_Task goal:_ Present all of the rows below as a numbered list, omitting any blank lines.

_Raw records:_
━━━━━━━━━━━━━━━━━━━━━━━━━━━━━━

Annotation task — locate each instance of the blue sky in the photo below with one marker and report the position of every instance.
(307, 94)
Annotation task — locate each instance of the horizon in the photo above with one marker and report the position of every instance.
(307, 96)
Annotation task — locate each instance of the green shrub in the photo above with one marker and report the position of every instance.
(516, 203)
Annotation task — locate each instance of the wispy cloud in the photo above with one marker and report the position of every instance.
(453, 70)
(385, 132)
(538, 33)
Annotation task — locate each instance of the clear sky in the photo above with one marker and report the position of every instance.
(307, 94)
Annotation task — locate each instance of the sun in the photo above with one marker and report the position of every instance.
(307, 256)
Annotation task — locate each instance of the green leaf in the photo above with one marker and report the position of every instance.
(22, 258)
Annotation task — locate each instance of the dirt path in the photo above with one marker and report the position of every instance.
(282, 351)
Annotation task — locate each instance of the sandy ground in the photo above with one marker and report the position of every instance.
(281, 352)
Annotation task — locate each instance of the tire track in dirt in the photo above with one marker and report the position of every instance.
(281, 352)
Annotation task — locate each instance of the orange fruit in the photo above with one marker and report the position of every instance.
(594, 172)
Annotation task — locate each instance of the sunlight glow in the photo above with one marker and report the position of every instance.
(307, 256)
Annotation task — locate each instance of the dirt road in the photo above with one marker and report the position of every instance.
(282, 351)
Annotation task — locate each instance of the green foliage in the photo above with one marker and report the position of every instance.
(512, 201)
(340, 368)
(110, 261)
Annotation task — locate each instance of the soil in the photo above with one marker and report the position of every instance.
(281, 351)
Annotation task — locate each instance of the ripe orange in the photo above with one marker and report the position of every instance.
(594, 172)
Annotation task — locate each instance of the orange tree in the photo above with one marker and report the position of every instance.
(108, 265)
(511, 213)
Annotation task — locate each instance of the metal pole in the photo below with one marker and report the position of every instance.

━━━━━━━━━━━━━━━━━━━━━━━━━━━━━━

_Full answer:_
1. Annotation task — locate each instance of the blue sky in the photo below with one marker and report the position of every instance.
2. (307, 94)
3. Annotation task — locate each instance of the horizon in the photo above with one marker and report the position of every instance.
4. (307, 96)
5. Annotation task — locate each instance of the green shrub in the photo above with one marker and report the position of every instance.
6. (516, 203)
7. Annotation task — locate each instance of the wispy cloud in the photo above with one marker and report the position of every instance.
8. (453, 70)
9. (385, 132)
10. (538, 33)
11. Annotation task — locate each instance of the clear sky in the photo above with one marker and report the position of every instance.
12. (307, 94)
13. Annotation task — locate each instance of the sun in the photo above with one marker and report the position of every instance.
14. (307, 256)
15. Annotation task — locate each instance of the green leaf in the photo above with one marker and report the position of every instance.
16. (22, 258)
17. Annotation task — locate each instance of the dirt path in the photo above with one marker and report the position of every instance.
18. (282, 351)
19. Annotation task — locate each instance of the sandy ground in the photo above with one marker and report the position of every instance.
20. (281, 352)
21. Annotation task — locate each instance of the tire track in dirt in the photo above with one marker and report the position of every instance.
22. (281, 352)
23. Annotation task — locate each instance of the orange fruit in the photo above with one marker and report the position of every instance.
24. (594, 172)
25. Annotation task — locate each instance of the sunlight glow in the photo above with one marker and report the position of every instance.
26. (307, 256)
27. Annotation task — locate each instance of the dirt road in the photo above with one marker and report the position of every instance.
28. (282, 351)
29. Annotation task — locate each instance of the green foliage in the photo above with one marker and report the position of every instance.
30. (512, 201)
31. (340, 368)
32. (110, 261)
33. Annotation task — locate each instance of the soil in the photo above with one marker and report the position of every instance.
34. (281, 351)
35. Annotation task — locate each instance of the ripe orange in the photo above with one marker and report the position of every instance.
36. (594, 172)
37. Annotation task — locate each instance of the orange tree in the photo above with one marker and report the position of every instance.
38. (108, 265)
39. (511, 213)
40. Annotation task — locate each instance of the metal pole in the photo below with one marker and report the position of every instance.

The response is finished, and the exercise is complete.